**What you are asked to do**
Pick out and copy every line in the material below that contains the string "positive". Uppercase and lowercase letters count as different.

++++++++

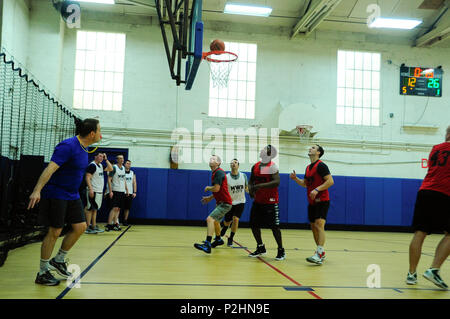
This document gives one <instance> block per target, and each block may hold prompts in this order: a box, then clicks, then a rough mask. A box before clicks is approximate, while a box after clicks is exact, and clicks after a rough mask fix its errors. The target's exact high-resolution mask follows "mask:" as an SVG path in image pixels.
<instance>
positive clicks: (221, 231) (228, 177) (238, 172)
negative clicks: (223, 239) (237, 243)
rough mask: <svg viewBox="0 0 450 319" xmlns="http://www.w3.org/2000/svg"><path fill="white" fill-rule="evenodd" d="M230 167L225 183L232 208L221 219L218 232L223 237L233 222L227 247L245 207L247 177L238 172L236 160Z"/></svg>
mask: <svg viewBox="0 0 450 319" xmlns="http://www.w3.org/2000/svg"><path fill="white" fill-rule="evenodd" d="M230 167H231V173H228V174H227V181H228V192H229V193H230V196H231V199H232V200H233V206H232V207H231V210H230V211H229V212H228V213H227V214H226V215H225V217H224V219H223V227H222V231H221V232H220V236H222V237H223V236H225V233H226V232H227V229H228V227H229V226H230V224H231V223H232V222H233V225H232V226H231V234H230V237H228V243H227V246H228V247H231V246H233V238H234V235H235V234H236V232H237V229H238V225H239V219H240V218H241V216H242V212H243V211H244V207H245V193H246V192H247V193H248V182H247V175H245V174H244V173H241V172H239V161H238V160H237V159H233V160H232V161H231V164H230Z"/></svg>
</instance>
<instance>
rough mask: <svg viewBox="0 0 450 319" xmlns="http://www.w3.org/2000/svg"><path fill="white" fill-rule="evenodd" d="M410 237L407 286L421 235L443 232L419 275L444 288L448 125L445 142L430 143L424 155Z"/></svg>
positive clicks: (448, 157) (406, 282)
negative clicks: (432, 146) (425, 173)
mask: <svg viewBox="0 0 450 319" xmlns="http://www.w3.org/2000/svg"><path fill="white" fill-rule="evenodd" d="M412 226H413V229H414V232H415V233H414V237H413V239H412V241H411V244H410V246H409V272H408V275H407V277H406V283H407V284H408V285H415V284H416V283H417V272H416V270H417V265H418V264H419V259H420V255H421V253H422V245H423V242H424V240H425V237H426V236H427V235H428V234H431V233H432V232H442V231H444V233H445V236H444V238H442V240H441V241H440V242H439V244H438V246H437V247H436V252H435V255H434V259H433V263H432V264H431V267H430V268H429V269H427V270H426V271H425V273H424V274H423V276H424V277H425V278H426V279H428V280H429V281H431V282H432V283H434V284H435V285H436V286H438V287H440V288H443V289H447V288H448V286H447V284H446V283H445V282H444V281H443V280H442V278H441V276H440V274H439V269H440V268H441V266H442V264H443V263H444V261H445V260H446V259H447V257H448V255H449V254H450V236H449V233H450V126H449V127H447V132H446V135H445V142H444V143H441V144H438V145H435V146H433V149H432V150H431V153H430V155H429V158H428V172H427V175H426V176H425V179H424V180H423V182H422V186H421V187H420V189H419V192H418V193H417V198H416V206H415V208H414V219H413V223H412Z"/></svg>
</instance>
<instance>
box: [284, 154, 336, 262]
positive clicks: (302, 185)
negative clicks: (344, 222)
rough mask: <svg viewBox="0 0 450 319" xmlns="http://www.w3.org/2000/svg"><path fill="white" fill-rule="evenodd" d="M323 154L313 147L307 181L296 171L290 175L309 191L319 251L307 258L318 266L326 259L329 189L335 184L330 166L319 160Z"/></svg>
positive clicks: (309, 158) (329, 197) (318, 248)
mask: <svg viewBox="0 0 450 319" xmlns="http://www.w3.org/2000/svg"><path fill="white" fill-rule="evenodd" d="M323 154H324V150H323V148H322V147H321V146H320V145H313V146H311V148H310V149H309V152H308V156H309V159H310V161H311V164H310V165H309V166H307V167H306V172H305V179H299V178H298V177H297V175H296V174H295V171H293V172H292V173H291V175H290V177H291V179H292V180H294V181H295V182H296V183H297V184H298V185H300V186H302V187H305V188H306V189H307V192H306V195H307V197H308V203H309V205H308V219H309V222H310V224H311V230H312V232H313V236H314V241H315V242H316V245H317V250H316V252H315V253H314V255H313V256H311V257H308V258H306V260H307V261H308V262H310V263H315V264H317V265H322V263H323V261H324V259H325V251H324V249H323V246H324V245H325V222H326V219H327V214H328V208H329V207H330V195H329V193H328V188H330V187H331V186H333V184H334V181H333V177H332V176H331V174H330V170H329V169H328V166H327V165H326V164H325V163H324V162H322V161H321V160H320V159H319V158H321V157H322V156H323Z"/></svg>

++++++++

**Response for this exercise**
positive clicks: (221, 231) (228, 177) (238, 172)
positive clicks: (448, 157) (406, 282)
positive clicks: (302, 185)
positive clicks: (309, 158) (329, 197) (318, 248)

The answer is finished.